## Short task
Reproduce the material below line for line, leaving out the pictures.

##### Data for this exercise #####

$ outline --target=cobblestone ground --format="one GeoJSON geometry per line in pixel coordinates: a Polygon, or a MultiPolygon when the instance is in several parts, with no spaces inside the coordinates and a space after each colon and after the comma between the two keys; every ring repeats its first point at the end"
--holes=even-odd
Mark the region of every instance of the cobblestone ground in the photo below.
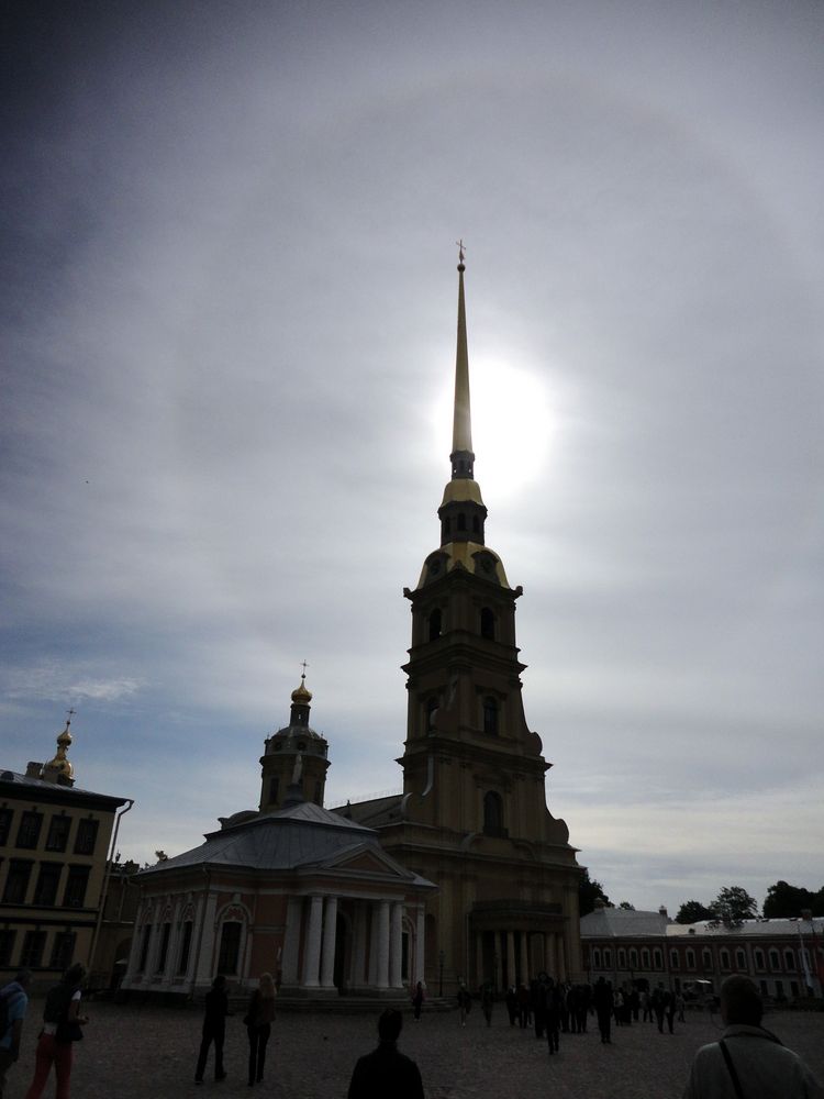
{"type": "MultiPolygon", "coordinates": [[[[180,1099],[183,1096],[254,1094],[258,1099],[345,1099],[356,1057],[376,1044],[375,1014],[278,1013],[268,1048],[266,1079],[246,1085],[246,1032],[240,1017],[227,1020],[227,1078],[215,1083],[207,1066],[203,1087],[193,1084],[200,1043],[200,1012],[138,1008],[102,1001],[85,1004],[91,1021],[75,1047],[73,1099],[180,1099]]],[[[18,1064],[9,1073],[7,1099],[22,1099],[34,1066],[42,1003],[34,1001],[18,1064]]],[[[765,1020],[824,1080],[824,1013],[773,1013],[765,1020]]],[[[510,1028],[497,1007],[491,1028],[480,1010],[461,1029],[457,1012],[425,1011],[420,1023],[404,1019],[400,1047],[413,1057],[427,1099],[680,1099],[695,1050],[719,1035],[719,1019],[688,1014],[673,1035],[655,1024],[613,1029],[602,1045],[591,1021],[587,1034],[563,1034],[560,1054],[549,1057],[531,1031],[510,1028]]],[[[54,1084],[45,1092],[54,1094],[54,1084]]],[[[391,1097],[387,1097],[391,1099],[391,1097]]]]}

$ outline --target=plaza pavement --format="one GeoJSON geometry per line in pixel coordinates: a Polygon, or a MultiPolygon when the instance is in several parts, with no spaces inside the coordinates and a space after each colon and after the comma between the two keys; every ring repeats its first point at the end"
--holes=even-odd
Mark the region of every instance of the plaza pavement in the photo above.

#####

## Solution to the problem
$ outline --target=cobblestone ground --format="one GeoJSON geometry per line in pixel coordinates: a Polygon, or a MultiPolygon when the instance is in several parts, with no spaces inside the coordinates and a space after each colon and after the comma between the two keys; every ring repeats its first point at the end"
--holes=even-odd
Mark the region of every instance of the cobblestone ground in the photo below.
{"type": "MultiPolygon", "coordinates": [[[[180,1099],[183,1096],[254,1094],[258,1099],[345,1099],[356,1057],[376,1044],[375,1014],[278,1013],[268,1048],[266,1079],[246,1085],[246,1032],[240,1017],[227,1020],[227,1078],[215,1083],[207,1066],[203,1087],[193,1084],[200,1043],[200,1012],[138,1008],[102,1001],[85,1004],[91,1021],[75,1047],[73,1099],[180,1099]]],[[[18,1064],[9,1073],[7,1099],[22,1099],[34,1066],[42,1003],[34,1001],[18,1064]]],[[[765,1020],[824,1080],[824,1013],[773,1013],[765,1020]]],[[[510,1028],[497,1007],[491,1028],[480,1010],[461,1029],[457,1012],[425,1011],[420,1023],[404,1019],[400,1047],[413,1057],[427,1099],[680,1099],[695,1050],[719,1035],[719,1019],[688,1014],[673,1035],[655,1024],[613,1029],[602,1045],[591,1021],[587,1034],[563,1034],[560,1054],[549,1057],[531,1031],[510,1028]]],[[[54,1084],[45,1092],[54,1094],[54,1084]]],[[[391,1097],[387,1097],[391,1099],[391,1097]]]]}

$ outline --target=plaza pavement --format="one GeoJSON geometry per line in pixel coordinates: a Polygon, or a MultiPolygon when the instance is in several parts, with no spaces inside the coordinates and a space after each colon and after the comma between the two keys; every ring repeats its first point at the end"
--holes=even-odd
Mark the region of every instance of the plaza pavement in the photo above.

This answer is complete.